• **STORED ROWS**
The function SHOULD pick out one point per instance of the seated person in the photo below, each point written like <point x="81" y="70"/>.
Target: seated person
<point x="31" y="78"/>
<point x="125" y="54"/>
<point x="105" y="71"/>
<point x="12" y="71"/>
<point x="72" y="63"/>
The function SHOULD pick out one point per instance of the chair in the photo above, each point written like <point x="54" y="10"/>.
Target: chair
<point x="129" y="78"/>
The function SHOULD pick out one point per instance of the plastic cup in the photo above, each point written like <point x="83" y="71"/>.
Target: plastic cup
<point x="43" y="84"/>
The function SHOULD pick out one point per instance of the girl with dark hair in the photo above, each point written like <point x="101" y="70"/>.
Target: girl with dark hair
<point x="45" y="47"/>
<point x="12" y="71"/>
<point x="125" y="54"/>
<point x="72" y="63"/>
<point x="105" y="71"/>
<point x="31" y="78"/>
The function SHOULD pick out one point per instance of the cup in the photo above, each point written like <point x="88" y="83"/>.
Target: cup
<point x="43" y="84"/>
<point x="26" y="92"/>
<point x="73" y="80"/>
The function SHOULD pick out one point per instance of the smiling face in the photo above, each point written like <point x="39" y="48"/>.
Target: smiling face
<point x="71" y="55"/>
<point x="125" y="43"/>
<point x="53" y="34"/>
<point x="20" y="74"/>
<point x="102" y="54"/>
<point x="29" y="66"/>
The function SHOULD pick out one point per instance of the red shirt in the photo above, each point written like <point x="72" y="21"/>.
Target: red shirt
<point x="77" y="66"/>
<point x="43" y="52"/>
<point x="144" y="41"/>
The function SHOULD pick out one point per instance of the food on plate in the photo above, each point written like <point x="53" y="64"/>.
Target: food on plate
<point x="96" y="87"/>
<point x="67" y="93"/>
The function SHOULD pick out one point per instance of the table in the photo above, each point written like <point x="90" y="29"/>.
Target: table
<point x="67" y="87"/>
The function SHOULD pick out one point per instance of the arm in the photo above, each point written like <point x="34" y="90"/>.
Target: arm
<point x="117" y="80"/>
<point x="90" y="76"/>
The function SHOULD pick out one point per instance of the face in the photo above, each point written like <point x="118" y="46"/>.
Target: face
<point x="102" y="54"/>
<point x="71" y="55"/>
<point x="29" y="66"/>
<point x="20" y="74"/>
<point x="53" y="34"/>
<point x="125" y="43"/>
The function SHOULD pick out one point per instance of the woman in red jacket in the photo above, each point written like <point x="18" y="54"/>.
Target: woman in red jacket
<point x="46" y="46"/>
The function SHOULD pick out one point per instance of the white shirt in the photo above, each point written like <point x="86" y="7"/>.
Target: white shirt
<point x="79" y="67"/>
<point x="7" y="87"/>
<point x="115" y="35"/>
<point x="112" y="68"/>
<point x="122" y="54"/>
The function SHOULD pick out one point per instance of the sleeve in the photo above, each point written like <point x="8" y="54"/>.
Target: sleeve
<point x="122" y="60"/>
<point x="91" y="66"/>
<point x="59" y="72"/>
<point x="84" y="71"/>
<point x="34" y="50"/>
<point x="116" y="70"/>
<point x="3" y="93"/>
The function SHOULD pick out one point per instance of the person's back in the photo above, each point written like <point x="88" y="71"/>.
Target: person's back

• **SHORT EXERCISE**
Please render all of the data above as a Markdown table with two columns, Row and Line, giving each line its row number and leaving out blank lines.

• **ANSWER TO THIS TASK**
| Row | Line |
|---|---|
| 1 | The function SHOULD pick out one point per instance of the seated person in the photo below, each point written like <point x="81" y="70"/>. |
| 2 | Target: seated person |
| 3 | <point x="31" y="78"/> |
| 4 | <point x="125" y="54"/> |
| 5 | <point x="105" y="71"/> |
| 6 | <point x="12" y="71"/> |
| 7 | <point x="72" y="63"/> |
| 8 | The function SHOULD pick out one point per instance of the chair in the photo above, each point written like <point x="54" y="10"/>. |
| 9 | Target: chair |
| 10 | <point x="129" y="78"/> |
| 11 | The function SHOULD pick out one point per instance of the plastic cup in the photo above, each point written like <point x="83" y="71"/>. |
| 12 | Target: plastic cup |
| 13 | <point x="43" y="84"/> |
| 14 | The function SHOULD pick out one point per instance of the girl with dark hair in the photo above, each point written like <point x="101" y="70"/>. |
| 15 | Target: girl with dark hair |
| 16 | <point x="45" y="47"/> |
| 17 | <point x="12" y="71"/> |
| 18 | <point x="125" y="54"/> |
| 19 | <point x="72" y="63"/> |
| 20 | <point x="105" y="71"/> |
| 21 | <point x="31" y="78"/> |
| 22 | The function SHOULD pick out one point per instance of the cup in the photo above, each point written like <point x="88" y="83"/>. |
| 23 | Target: cup |
| 24 | <point x="43" y="84"/> |
| 25 | <point x="26" y="92"/> |
| 26 | <point x="73" y="80"/> |
| 27 | The function SHOULD pick out one point per instance of the smiling face in the photo above, each point written like <point x="39" y="48"/>. |
| 28 | Target: smiling face |
| 29 | <point x="71" y="55"/> |
| 30 | <point x="125" y="43"/> |
| 31 | <point x="53" y="34"/> |
| 32 | <point x="20" y="74"/> |
| 33 | <point x="102" y="54"/> |
| 34 | <point x="29" y="66"/> |
| 35 | The function SHOULD pick out one point per instance of the red shirt in the photo above, each point written like <point x="72" y="21"/>. |
| 36 | Target: red shirt |
| 37 | <point x="77" y="66"/> |
| 38 | <point x="43" y="52"/> |
| 39 | <point x="144" y="41"/> |
| 40 | The function SHOULD pick out one point per instance of the food on plate in the photo above, each point written like <point x="53" y="64"/>. |
| 41 | Target: food on plate |
| 42 | <point x="96" y="87"/> |
| 43 | <point x="67" y="93"/> |
| 44 | The function SHOULD pick out one point per instance of the table in the photo above, each point written like <point x="90" y="29"/>. |
| 45 | Target: table |
| 46 | <point x="67" y="87"/> |
| 47 | The function SHOULD pick out one point per instance of the arm in the photo above, each point written like <point x="34" y="90"/>. |
| 48 | Target: arm |
| 49 | <point x="117" y="80"/> |
| 50 | <point x="90" y="76"/> |
| 51 | The function SHOULD pick out one point per instance of the face in the photo above, each point written like <point x="118" y="46"/>. |
| 52 | Target: face |
| 53 | <point x="102" y="54"/> |
| 54 | <point x="71" y="55"/> |
| 55 | <point x="29" y="66"/> |
| 56 | <point x="20" y="74"/> |
| 57 | <point x="53" y="34"/> |
| 58 | <point x="125" y="43"/> |
| 59 | The function SHOULD pick out one point per instance of the woman in red jacket in the photo above, each point written like <point x="18" y="54"/>. |
| 60 | Target: woman in red jacket |
| 61 | <point x="46" y="46"/> |
| 62 | The function SHOULD pick out one point per instance of the white shirt in the photo above, each point written like <point x="86" y="7"/>. |
| 63 | Target: white shirt |
| 64 | <point x="79" y="67"/> |
| 65 | <point x="7" y="87"/> |
| 66 | <point x="115" y="35"/> |
| 67 | <point x="112" y="68"/> |
| 68 | <point x="122" y="54"/> |
| 69 | The function SHOULD pick out one point per instance of the sleeve in the photo above, each point written like <point x="8" y="54"/>. |
| 70 | Target: sleeve |
| 71 | <point x="122" y="60"/> |
| 72 | <point x="91" y="66"/> |
| 73 | <point x="59" y="72"/> |
| 74 | <point x="84" y="71"/> |
| 75 | <point x="34" y="50"/> |
| 76 | <point x="116" y="70"/> |
| 77 | <point x="3" y="93"/> |
| 78 | The function SHOULD pick out one point per instance of the person's back in the photo above, each point written like <point x="88" y="71"/>. |
| 79 | Target: person's back |